● Work item
Transcribe word for word the lines spanning the line with "Sample: [(316, 206)]" through the end of the records.

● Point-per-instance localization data

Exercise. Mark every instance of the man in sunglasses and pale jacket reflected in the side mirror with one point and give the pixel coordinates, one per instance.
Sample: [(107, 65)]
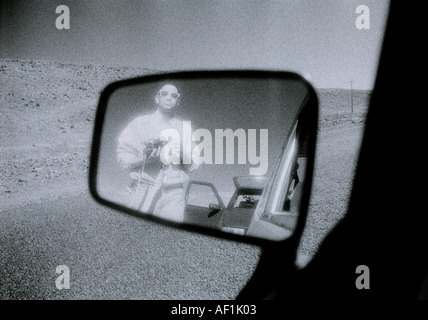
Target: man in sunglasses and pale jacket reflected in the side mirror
[(157, 186)]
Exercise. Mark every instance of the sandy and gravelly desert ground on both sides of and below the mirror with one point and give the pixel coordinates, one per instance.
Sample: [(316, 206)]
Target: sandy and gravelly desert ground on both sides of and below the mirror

● Answer to the exercise
Sample: [(316, 206)]
Target: sandy and gravelly desert ground on both sides of and below the mirror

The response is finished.